> RECORDS FOR THIS TASK:
* * * * *
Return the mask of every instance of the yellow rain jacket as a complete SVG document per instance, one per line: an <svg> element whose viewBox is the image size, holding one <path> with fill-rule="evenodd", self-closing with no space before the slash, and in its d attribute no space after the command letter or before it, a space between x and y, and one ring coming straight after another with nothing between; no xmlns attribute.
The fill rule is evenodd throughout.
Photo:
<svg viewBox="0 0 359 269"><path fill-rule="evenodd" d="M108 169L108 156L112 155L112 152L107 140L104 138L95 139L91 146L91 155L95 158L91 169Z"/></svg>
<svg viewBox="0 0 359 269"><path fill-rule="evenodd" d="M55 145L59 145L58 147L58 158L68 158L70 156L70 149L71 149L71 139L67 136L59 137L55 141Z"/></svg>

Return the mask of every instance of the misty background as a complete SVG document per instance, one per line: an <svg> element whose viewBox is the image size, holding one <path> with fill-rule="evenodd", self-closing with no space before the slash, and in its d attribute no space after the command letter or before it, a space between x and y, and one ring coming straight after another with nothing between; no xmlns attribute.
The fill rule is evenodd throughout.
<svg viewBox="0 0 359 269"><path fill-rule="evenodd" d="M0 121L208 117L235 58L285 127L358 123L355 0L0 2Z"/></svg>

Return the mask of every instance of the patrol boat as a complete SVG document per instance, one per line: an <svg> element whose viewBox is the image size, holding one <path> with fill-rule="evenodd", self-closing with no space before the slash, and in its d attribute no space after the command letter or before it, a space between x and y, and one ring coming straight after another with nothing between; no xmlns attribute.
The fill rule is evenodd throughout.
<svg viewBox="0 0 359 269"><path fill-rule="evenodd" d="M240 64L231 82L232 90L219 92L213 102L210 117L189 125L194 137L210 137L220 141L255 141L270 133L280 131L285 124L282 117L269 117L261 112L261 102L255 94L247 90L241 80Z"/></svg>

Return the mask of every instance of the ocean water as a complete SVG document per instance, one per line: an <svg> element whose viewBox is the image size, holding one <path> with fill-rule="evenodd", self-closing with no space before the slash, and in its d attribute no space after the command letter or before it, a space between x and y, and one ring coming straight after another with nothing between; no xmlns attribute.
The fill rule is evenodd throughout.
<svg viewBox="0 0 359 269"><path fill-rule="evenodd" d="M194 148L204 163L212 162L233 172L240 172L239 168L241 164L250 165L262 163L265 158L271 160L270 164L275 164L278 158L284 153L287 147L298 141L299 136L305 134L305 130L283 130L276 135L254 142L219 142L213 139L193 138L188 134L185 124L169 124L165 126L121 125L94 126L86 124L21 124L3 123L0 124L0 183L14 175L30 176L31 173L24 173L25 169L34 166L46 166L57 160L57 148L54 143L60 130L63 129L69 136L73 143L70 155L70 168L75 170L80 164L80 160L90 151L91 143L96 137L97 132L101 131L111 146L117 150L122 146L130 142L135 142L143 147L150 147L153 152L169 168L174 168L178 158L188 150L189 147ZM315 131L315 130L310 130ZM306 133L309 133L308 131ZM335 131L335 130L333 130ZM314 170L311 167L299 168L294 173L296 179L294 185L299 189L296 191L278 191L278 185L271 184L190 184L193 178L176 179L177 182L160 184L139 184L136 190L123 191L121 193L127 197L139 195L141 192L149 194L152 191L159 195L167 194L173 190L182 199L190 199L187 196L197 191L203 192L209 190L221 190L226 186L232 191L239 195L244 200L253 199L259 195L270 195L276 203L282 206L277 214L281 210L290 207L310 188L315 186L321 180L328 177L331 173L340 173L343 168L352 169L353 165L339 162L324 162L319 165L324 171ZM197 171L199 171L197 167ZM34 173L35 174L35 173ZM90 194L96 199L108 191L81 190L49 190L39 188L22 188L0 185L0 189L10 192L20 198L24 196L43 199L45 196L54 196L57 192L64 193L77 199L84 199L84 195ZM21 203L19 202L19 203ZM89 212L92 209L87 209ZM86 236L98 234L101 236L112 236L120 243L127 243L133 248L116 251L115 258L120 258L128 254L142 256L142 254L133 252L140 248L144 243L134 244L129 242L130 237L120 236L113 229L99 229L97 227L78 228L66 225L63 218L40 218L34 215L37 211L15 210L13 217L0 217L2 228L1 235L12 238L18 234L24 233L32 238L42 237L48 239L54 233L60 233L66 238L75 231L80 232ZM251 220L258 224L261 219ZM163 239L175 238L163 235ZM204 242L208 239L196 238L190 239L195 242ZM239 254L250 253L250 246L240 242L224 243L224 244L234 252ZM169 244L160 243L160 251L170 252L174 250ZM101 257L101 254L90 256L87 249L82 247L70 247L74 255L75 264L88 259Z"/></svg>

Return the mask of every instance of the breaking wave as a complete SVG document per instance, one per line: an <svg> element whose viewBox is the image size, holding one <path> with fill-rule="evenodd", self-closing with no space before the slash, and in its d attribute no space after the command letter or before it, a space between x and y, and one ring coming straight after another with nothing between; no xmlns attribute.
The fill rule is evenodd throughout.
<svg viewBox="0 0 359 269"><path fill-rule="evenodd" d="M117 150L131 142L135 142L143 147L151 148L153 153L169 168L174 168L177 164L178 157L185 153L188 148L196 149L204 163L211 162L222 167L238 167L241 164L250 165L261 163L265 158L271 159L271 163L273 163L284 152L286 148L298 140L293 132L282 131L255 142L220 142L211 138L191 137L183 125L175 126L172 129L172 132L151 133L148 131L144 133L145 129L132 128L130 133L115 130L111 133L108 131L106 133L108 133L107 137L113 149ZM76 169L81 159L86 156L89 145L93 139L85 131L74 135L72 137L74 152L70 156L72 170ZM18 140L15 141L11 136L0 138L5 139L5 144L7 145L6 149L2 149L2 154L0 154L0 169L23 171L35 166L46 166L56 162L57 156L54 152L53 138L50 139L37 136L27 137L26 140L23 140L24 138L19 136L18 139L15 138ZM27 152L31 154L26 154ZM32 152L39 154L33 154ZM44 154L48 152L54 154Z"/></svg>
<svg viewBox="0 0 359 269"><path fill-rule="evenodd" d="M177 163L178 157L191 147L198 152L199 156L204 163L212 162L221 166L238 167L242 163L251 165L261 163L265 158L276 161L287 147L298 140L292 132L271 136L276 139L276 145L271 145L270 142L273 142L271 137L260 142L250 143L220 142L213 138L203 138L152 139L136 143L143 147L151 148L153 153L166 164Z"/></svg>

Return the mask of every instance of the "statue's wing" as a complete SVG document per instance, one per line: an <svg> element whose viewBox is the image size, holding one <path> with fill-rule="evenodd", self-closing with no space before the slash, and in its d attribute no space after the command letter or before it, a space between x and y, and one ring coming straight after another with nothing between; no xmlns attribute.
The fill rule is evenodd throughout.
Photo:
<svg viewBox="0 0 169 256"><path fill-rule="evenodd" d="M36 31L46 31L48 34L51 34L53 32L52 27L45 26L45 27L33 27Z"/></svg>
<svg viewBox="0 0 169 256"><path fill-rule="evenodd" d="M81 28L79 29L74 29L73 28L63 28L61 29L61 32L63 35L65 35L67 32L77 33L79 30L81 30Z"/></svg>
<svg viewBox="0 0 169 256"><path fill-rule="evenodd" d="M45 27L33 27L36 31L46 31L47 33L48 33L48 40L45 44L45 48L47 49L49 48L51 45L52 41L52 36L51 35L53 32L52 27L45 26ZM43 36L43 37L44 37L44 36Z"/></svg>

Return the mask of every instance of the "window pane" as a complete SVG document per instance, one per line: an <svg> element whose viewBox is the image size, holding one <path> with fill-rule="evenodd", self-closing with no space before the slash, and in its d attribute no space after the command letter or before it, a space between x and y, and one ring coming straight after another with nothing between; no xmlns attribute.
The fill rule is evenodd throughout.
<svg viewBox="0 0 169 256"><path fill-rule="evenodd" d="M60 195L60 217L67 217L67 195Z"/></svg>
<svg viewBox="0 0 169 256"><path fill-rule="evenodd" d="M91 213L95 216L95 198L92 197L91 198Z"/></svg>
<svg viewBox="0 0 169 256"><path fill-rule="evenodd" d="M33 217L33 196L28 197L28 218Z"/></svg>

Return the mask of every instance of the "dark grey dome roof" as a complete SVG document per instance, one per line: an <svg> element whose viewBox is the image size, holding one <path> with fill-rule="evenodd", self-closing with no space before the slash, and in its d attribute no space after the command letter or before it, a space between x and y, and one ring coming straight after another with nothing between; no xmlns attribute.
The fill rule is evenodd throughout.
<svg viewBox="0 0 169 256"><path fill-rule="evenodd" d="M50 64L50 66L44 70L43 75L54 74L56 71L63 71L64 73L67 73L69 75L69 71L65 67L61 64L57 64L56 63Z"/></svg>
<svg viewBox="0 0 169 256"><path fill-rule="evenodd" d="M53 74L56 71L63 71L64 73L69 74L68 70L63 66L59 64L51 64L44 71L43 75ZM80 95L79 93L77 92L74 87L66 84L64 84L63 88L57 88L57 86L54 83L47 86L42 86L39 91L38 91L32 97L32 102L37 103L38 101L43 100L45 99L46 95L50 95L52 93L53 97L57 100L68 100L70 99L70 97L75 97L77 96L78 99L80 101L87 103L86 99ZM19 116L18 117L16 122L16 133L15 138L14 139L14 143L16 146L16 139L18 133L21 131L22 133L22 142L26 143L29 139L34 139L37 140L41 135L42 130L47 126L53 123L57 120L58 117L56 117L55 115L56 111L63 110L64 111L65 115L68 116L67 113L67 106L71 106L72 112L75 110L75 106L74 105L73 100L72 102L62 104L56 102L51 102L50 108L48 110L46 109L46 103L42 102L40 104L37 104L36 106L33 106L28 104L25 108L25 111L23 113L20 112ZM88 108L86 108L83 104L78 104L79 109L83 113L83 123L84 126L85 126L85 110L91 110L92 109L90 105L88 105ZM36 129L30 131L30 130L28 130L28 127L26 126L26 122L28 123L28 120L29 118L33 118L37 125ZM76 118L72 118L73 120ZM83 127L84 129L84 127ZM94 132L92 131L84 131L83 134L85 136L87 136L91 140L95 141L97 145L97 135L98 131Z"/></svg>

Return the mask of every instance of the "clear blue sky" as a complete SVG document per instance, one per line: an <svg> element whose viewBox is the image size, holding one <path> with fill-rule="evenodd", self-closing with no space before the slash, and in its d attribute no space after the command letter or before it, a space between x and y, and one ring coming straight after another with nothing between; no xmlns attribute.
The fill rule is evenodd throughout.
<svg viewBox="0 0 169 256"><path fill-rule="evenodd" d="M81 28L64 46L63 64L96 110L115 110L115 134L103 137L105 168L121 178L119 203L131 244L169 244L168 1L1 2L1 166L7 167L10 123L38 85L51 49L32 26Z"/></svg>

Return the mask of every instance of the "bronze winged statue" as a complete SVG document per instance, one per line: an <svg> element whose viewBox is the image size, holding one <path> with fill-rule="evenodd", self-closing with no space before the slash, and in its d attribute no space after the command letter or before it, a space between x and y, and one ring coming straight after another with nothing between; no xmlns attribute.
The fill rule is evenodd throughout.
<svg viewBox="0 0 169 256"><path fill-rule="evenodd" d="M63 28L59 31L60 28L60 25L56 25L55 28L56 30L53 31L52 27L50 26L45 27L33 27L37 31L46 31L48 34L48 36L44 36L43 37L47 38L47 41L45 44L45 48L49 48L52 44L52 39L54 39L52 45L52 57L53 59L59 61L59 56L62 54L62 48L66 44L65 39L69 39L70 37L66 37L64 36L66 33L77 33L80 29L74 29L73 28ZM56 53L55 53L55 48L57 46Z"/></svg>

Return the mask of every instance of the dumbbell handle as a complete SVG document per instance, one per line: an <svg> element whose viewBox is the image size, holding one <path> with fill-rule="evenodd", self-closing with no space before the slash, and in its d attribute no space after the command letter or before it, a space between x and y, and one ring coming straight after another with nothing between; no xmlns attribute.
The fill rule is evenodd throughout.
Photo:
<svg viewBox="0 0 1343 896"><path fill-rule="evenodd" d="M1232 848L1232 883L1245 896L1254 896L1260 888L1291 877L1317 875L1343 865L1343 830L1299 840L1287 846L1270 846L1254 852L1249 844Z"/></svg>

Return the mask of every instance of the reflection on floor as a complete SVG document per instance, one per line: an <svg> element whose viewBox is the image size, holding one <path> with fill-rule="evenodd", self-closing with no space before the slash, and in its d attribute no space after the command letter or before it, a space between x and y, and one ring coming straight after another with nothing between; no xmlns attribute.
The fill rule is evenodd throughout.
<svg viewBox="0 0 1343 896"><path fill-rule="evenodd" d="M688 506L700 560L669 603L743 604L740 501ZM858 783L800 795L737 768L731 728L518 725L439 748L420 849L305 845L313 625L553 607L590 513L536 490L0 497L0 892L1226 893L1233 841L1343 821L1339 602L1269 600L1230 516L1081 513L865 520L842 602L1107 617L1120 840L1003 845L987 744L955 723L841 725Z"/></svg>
* * * * *
How many lines of the records contain the string "statue", with case taken into account? Reply with the number alone.

> EXERCISE RESPONSE: 2